• _Given passage_
* * *

Skills (data/skills/*.md) currently inject instructions into the root agent's prompt. With delegation:

Option A: Skills stay at orchestrator level

  • Skills inject into orchestrator instructions
  • Orchestrator interprets skill context when deciding which specialist to delegate to
  • Pro: No change to skill system. Con: Specialist doesn't see skill instructions.

Option B: Skills target specific specialists

  • Skill frontmatter gets new field: target_specialist: web_researcher
  • Skill instructions inject into that specialist's prompt only
  • Pro: Focused context. Con: More complex skill system.

Option C: Skills inject into both

  • Orchestrator sees skill for delegation decisions
  • Relevant specialist sees skill for execution details
  • Pro: Best of both. Con: Token duplication.

Recommendation: Option A initially

Keep it simple. Skills give high-level behavioral directives that the orchestrator can relay as part of the delegation task description. If we find specialists need direct skill context, migrate to Option B.


10. Migration Strategy

Phase 1: Specialist Factory (low risk, no behavior change)

  • Create agent/specialists.py with factory functions for each specialist domain
  • Group tools by domain
  • Write tests for specialist creation
  • No integration yet — just building blocks

Phase 2: Orchestrator Factory (medium risk)

  • Create create_orchestrator() in agent/factory.py alongside existing create_agent()
  • Orchestrator uses managed_agents from Phase 1
  • Feature-flagged: settings.use_delegation: bool = False
  • When flag is off, current create_agent() path is used
  • When flag is on, create_orchestrator() path is used
  • Allows A/B comparison

Phase 3: Streaming Adaptation (medium risk)

  • Modify WS handler to detect delegation steps vs tool steps
  • Implement Option C streaming (two-level)
  • Update frontend toolParser for specialist detection
  • Magic effect mapping for specialists

Phase 4: MCP Specialist Autogeneration (low risk)

  • mcp_manager.py generates one specialist per enabled MCP server
  • Orchestrator dynamically receives MCP specialists
  • Tool count explosion → specialist count (manageable)

Phase 5: Depth 2 for Large MCP Servers (optional)

  • MCP servers with 10+ tools get internal sub-specialists
  • Configurable per-server via mcp-servers.json

11. Open Questions

  1. Should the orchestrator have ANY tools? Pure model says no. Pragmatic model gives it view_soul for identity-aware responses without delegation overhead. What's the right tradeoff?

* * *

• _Dataset content_
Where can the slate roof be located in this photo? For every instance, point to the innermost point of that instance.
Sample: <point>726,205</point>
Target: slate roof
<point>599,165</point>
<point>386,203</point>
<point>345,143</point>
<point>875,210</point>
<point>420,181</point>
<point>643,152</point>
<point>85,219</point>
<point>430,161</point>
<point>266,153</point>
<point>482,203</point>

* * *

• _Your objective_
Extend the design notes on delegating work to specialist agents, picking up after the first open question about whether the orchestrator should have any tools. The material is not needed for this task.

• _Result for this task_
  2. How to handle specialist failures? If web_researcher times out, should orchestrator retry? Delegate to a different specialist? Return partial results?

  3. Parallel delegation: Smolagents runs managed agents sequentially. For "search the web AND check my goals", could we run specialists concurrently? This would require a custom orchestrator loop.

  4. Onboarding and strategist: These already-specialized agents have 3-4 tools. Should they adopt delegation too, or stay flat? (Recommendation: stay flat — delegation overhead isn't justified for <5 tools.)

  5. Token budget distribution: If orchestrator has 12K token budget for history, and delegates to a specialist that also needs history context... does the specialist get a separate budget? Or does the orchestrator pass a summary?

  6. Observability: How do we log/display the full delegation tree for debugging? Each specialist's steps are internal to smolagents. Do we need to subclass to capture them?

  7. Cost tracking: With 2-3x more LLM calls per interaction, how do we track per-user token spend? Should we add cost awareness to the orchestrator's decision-making?


12. Recommendation

Implement depth-1 delegation behind a feature flag.

The smolagents framework gives us managed agent support for free. The main work is:

  1. Grouping tools into specialist domains (~2 days)
  2. Creating the orchestrator factory (~1 day)
  3. Adapting WS streaming for delegation steps (~2 days)
  4. Frontend updates for specialist-level step display (~1 day)
  5. Tests (~1 day)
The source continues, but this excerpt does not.